### SUPPLIED PASSAGE:
SWE-Compass: Towards Unified Evaluation of Agentic Coding Abilities for Large Language Models
Jingxuan Xu, Ken Deng, Weihao Li, Songwei Yu, Huaixi Tang, Haoyang Huang, Zhiyi Lai, Zizheng Zhan, Yanan Wu, Chenchen Zhang, Kepeng Lei, Yifan Yao, Xinping Lei, Wenqiang Zhu, Zongxian Feng, Han Li, Junqi Xiong, Dailin Li, Zuchen Gao, Kun Wu, Wen Xiang, Ziqi Zhan, Yuanxing Zhang, Wuxuan Gong, Ziyuan Gao, Guanxiang Wang, Yirong Xue, Mengtong Li, Mengfei Xie, Xiaojiang Zhang, Jinghui Wang, Wenhao Zhuang, Zheng Lin, Huiming Wang, Zhaoxiang Zhang, Yuqun Zhang, Haotian Zhang, Bin Chen, Jiaheng Liu
TL;DR
SWE-Compass tackles the limitations of existing software-engineering benchmarks by introducing a unified, execution-grounded benchmark that spans 8 task types, 8 programming scenarios, and 10 languages across 2000 verified instances. It employs a five-step construction pipeline (from user analysis to data validation) to ensure real-world alignment, comprehensive coverage, and faithful evaluation through reproducible environments and task-specific metrics. The study evaluates ten diverse LLMs under two agentic frameworks (SWE-Agent and Claude Code) across executable and non-executable tracks, revealing a consistent hierarchy of task difficulty, language effects, and complementary strengths between frameworks. The findings highlight the importance of requirement grounding, environment reliability, and scalable reasoning over raw code generation, offering a rigorous foundation for diagnosing and advancing agentic coding capabilities in practice.
Abstract
Evaluating large language models (LLMs) for software engineering has been limited by narrow task coverage, language bias, and insufficient alignment with real-world developer workflows. Existing benchmarks often focus on algorithmic problems or Python-centric bug fixing, leaving critical dimensions of software engineering underexplored. To address these gaps, we introduce SWE-Compass1, a comprehensive benchmark that unifies heterogeneous code-related evaluations into a structured and production-aligned framework. SWE-Compass spans 8 task types, 8 programming scenarios, and 10 programming languages, with 2000 high-quality instances curated from authentic GitHub pull requests and refined through systematic filtering and validation. We benchmark ten state-of-the-art LLMs under two agentic frameworks, SWE-Agent and Claude Code, revealing a clear hierarchy of difficulty across task types, languages, and scenarios. Moreover, by aligning evaluation with real-world developer practices, SWE-Compass provides a rigorous and reproducible foundation for diagnosing and advancing agentic coding capabilities in large language models.

### TASK OBJECTIVE:
The SWE-Compass text above opens its abstract with a sentence naming what has limited the evaluation of large language models for software engineering. List every limitation that sentence gives.

### GIVEN RECORDS:
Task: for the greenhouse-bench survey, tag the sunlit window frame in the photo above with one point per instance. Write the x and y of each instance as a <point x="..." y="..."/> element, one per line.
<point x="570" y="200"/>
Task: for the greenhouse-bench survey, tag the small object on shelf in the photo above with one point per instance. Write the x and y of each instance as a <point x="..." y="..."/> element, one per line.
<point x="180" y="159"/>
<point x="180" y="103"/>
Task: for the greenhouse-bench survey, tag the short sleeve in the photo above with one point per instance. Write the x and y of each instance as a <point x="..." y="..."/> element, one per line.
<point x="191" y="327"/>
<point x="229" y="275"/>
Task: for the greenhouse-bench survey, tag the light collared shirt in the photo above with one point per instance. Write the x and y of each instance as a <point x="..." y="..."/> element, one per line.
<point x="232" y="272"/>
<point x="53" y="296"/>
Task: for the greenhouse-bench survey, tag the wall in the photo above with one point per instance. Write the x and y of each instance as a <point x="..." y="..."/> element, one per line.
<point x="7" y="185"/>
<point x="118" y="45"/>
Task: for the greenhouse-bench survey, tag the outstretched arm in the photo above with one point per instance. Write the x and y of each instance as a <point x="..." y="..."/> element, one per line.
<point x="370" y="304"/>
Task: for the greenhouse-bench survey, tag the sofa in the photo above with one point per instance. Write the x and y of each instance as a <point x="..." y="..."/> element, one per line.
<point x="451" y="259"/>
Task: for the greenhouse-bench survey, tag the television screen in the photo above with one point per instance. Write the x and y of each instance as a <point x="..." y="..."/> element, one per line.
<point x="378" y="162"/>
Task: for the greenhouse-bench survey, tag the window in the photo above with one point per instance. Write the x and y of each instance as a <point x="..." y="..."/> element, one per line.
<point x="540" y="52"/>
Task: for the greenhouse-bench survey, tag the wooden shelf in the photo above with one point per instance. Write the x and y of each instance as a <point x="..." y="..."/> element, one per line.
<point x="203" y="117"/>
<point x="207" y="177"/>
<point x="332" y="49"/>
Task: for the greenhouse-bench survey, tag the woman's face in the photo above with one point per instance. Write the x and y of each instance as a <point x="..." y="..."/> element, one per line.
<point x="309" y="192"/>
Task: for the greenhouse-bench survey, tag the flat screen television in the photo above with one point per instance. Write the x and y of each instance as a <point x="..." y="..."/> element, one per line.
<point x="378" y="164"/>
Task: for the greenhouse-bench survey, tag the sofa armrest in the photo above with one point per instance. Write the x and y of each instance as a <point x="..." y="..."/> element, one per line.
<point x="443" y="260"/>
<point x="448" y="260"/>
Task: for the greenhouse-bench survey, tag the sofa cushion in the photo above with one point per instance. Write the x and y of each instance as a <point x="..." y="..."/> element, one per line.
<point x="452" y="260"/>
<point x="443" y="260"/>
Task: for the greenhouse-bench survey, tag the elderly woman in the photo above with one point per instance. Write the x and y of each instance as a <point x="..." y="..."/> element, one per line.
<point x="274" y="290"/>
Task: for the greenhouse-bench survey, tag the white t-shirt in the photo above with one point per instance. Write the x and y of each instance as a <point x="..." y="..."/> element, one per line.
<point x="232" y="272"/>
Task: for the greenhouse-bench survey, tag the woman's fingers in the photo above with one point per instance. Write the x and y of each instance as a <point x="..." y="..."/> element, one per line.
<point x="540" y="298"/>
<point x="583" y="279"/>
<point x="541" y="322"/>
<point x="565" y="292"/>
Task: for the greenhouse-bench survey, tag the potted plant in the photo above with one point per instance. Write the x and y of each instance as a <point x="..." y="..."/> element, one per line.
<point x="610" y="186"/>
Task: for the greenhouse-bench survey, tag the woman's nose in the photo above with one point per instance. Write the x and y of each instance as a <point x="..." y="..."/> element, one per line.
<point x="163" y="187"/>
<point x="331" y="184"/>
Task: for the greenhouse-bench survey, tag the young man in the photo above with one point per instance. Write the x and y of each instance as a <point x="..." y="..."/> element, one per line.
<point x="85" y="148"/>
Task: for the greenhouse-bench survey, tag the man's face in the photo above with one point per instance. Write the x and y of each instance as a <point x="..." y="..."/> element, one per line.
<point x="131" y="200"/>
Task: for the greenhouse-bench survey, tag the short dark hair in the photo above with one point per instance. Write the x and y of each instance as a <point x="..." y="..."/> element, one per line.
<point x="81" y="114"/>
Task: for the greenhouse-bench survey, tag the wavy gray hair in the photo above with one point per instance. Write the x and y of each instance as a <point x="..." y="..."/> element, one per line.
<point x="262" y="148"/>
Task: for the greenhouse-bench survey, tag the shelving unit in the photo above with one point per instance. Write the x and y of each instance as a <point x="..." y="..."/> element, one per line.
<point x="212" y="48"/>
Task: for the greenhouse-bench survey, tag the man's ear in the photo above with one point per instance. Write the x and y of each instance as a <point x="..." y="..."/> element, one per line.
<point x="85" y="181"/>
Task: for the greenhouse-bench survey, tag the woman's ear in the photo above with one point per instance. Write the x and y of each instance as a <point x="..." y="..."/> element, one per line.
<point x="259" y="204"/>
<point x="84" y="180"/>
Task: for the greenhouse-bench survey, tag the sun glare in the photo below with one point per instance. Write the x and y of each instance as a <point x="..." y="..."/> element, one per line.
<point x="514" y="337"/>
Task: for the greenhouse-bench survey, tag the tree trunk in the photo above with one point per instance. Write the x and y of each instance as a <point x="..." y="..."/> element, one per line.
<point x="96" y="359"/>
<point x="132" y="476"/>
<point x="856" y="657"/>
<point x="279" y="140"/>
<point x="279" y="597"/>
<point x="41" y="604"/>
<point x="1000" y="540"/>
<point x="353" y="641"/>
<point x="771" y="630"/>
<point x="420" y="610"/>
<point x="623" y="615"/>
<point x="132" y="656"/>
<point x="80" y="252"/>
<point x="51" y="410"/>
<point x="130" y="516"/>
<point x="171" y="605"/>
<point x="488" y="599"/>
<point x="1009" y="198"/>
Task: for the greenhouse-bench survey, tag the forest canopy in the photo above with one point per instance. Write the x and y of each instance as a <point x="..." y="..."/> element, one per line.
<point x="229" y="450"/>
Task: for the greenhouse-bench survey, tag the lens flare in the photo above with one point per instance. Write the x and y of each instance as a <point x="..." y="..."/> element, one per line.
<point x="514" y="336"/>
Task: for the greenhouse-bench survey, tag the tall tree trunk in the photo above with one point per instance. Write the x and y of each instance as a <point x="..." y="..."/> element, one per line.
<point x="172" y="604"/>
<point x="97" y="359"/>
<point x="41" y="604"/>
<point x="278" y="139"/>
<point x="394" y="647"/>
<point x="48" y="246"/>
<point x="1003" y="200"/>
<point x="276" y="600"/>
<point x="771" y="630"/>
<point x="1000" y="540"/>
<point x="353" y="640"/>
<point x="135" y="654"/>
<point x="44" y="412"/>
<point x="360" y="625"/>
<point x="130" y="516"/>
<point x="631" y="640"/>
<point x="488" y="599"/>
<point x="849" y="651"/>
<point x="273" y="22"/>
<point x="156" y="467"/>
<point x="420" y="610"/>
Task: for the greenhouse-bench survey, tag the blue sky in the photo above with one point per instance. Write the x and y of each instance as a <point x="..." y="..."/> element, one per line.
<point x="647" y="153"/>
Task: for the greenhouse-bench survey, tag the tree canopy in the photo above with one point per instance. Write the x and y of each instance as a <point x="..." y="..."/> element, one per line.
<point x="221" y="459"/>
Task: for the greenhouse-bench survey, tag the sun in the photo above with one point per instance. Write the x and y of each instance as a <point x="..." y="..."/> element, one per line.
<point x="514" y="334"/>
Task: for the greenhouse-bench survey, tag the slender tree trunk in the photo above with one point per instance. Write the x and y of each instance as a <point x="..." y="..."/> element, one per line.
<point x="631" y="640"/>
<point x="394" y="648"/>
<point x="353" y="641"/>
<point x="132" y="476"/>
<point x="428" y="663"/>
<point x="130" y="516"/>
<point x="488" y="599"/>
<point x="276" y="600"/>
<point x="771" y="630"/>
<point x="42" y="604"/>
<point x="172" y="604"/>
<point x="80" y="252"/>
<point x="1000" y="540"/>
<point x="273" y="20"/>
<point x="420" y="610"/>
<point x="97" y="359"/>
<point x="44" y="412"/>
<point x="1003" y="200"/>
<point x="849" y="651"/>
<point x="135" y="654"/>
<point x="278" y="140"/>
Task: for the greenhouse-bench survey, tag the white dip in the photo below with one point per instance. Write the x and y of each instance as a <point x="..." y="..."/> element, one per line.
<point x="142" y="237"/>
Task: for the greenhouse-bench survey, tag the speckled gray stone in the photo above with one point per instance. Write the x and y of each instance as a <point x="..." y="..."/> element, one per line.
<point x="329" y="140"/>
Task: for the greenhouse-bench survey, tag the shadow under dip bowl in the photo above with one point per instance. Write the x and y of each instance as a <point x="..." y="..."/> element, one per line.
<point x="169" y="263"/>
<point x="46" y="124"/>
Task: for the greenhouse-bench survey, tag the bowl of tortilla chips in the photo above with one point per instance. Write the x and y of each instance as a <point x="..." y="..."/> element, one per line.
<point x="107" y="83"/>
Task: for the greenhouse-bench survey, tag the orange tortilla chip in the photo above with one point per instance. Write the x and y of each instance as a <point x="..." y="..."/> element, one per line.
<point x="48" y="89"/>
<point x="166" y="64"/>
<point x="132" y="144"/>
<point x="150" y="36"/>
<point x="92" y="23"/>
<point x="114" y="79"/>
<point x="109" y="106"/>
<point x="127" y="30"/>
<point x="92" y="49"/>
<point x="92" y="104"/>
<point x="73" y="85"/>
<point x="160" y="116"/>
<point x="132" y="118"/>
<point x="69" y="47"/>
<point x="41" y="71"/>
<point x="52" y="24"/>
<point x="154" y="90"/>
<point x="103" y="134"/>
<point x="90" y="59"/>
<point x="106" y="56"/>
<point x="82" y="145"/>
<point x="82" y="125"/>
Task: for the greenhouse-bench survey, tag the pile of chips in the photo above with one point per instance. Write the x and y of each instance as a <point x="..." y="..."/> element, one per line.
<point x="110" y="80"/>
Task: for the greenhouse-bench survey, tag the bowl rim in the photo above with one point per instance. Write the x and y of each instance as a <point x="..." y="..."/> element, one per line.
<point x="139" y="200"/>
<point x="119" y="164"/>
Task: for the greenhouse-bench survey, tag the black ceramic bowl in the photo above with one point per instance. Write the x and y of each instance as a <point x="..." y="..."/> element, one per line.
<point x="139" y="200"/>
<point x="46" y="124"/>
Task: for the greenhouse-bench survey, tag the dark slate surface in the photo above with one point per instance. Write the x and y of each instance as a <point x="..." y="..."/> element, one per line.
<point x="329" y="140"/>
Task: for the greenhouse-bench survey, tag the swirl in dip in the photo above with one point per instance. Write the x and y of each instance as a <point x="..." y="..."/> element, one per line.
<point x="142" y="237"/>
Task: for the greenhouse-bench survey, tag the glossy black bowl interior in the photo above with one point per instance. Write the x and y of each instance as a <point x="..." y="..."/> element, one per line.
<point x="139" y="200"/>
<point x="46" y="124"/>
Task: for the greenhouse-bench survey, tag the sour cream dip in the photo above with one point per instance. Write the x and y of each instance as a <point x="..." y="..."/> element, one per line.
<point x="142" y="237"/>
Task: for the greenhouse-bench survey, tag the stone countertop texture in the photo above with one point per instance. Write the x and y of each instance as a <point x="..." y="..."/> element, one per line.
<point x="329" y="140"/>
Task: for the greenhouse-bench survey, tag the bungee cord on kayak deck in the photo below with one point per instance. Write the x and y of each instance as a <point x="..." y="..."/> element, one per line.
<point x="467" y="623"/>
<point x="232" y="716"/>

### EXERCISE ANSWER:
- Narrow task coverage
- Language bias
- Insufficient alignment with real-world developer workflows